» EXERCISE:
Reproduce verbatim everything in the material below from the line containing "white sea foam." down to the line containing "x=520 y=129", including both of those lines.
— start —
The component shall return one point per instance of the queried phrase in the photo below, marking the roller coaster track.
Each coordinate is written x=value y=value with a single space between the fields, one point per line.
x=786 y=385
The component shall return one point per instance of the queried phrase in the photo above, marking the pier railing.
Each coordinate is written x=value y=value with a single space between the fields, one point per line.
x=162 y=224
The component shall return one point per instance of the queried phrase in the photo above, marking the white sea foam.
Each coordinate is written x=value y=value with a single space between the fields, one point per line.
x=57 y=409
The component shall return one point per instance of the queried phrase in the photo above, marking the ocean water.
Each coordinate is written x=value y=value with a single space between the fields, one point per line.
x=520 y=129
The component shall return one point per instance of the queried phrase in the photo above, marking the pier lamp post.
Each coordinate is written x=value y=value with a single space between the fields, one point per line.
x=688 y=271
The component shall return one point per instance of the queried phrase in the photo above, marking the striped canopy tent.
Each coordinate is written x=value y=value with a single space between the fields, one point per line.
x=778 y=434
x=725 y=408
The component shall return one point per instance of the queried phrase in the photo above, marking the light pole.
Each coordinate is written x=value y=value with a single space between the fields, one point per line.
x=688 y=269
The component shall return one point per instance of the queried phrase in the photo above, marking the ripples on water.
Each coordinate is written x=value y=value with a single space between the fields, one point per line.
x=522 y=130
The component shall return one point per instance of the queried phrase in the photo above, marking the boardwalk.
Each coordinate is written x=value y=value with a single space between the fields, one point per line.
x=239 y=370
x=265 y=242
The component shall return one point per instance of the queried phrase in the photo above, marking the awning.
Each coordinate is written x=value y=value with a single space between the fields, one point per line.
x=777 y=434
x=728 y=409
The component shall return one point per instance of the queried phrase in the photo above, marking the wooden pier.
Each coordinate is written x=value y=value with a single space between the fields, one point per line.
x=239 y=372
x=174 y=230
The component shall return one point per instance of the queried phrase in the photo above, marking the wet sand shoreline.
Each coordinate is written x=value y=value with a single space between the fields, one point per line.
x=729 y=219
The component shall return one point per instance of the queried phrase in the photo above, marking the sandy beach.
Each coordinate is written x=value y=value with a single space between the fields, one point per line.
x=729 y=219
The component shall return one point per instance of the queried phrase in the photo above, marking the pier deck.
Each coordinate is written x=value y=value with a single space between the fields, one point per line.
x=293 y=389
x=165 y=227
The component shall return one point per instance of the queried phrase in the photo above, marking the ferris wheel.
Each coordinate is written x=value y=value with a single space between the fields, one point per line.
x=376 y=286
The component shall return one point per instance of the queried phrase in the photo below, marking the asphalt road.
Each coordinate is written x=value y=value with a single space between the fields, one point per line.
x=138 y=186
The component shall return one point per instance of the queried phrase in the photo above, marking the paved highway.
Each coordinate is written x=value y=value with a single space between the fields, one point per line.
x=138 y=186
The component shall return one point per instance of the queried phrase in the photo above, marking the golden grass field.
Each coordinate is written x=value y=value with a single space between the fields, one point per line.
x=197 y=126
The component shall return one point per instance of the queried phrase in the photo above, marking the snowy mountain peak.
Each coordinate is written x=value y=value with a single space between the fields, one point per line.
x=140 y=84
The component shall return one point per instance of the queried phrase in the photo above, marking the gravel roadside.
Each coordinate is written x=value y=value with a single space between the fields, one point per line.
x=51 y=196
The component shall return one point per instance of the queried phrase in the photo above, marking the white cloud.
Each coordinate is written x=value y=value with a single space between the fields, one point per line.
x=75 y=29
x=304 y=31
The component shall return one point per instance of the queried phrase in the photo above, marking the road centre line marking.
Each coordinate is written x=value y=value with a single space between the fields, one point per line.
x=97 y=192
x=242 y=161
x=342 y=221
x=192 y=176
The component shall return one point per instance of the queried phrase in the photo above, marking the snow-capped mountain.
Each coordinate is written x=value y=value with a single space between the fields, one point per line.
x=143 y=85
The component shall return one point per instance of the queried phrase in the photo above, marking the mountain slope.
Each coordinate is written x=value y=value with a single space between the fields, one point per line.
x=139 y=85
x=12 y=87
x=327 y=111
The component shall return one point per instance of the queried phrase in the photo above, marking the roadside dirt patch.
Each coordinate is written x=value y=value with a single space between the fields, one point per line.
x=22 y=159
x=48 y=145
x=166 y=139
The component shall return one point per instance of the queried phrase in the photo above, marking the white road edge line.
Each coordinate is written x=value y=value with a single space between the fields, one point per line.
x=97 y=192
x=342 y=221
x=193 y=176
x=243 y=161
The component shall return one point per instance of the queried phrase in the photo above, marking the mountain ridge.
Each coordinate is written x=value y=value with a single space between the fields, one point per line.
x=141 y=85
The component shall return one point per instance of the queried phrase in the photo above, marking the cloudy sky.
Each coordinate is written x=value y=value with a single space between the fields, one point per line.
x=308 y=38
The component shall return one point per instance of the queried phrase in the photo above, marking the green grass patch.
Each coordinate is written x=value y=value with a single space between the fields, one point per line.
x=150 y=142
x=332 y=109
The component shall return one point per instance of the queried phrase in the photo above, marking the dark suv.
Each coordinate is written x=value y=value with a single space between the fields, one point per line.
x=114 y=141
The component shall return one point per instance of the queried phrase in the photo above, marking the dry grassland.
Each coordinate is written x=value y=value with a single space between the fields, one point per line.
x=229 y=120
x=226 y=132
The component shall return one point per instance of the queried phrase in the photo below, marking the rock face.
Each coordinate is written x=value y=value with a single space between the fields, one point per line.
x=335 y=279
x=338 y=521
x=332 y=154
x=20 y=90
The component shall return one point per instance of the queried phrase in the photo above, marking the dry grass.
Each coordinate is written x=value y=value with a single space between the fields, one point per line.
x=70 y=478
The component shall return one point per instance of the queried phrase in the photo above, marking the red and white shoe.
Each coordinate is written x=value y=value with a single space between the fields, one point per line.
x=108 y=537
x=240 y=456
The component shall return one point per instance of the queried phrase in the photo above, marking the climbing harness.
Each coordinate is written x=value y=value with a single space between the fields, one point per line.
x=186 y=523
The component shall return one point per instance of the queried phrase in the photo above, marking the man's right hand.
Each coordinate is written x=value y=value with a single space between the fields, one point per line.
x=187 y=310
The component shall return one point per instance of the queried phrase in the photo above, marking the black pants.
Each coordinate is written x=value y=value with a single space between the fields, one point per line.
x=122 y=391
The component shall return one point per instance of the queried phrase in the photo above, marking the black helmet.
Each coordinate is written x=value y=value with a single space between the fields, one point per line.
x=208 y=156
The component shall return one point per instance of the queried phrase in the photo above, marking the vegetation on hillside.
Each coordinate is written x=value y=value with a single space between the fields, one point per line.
— end —
» COMPLETED TASK:
The component shall return one point per instance of the queried phrase in the photo above, marking the white sea foam.
Each coordinate is written x=value y=value with a single space between the fields, one point per line.
x=57 y=409
The component shall return one point per instance of the queried phrase in the photo above, marking the ocean water.
Each coordinate is written x=value y=value with a single space between the fields, one point per line.
x=520 y=129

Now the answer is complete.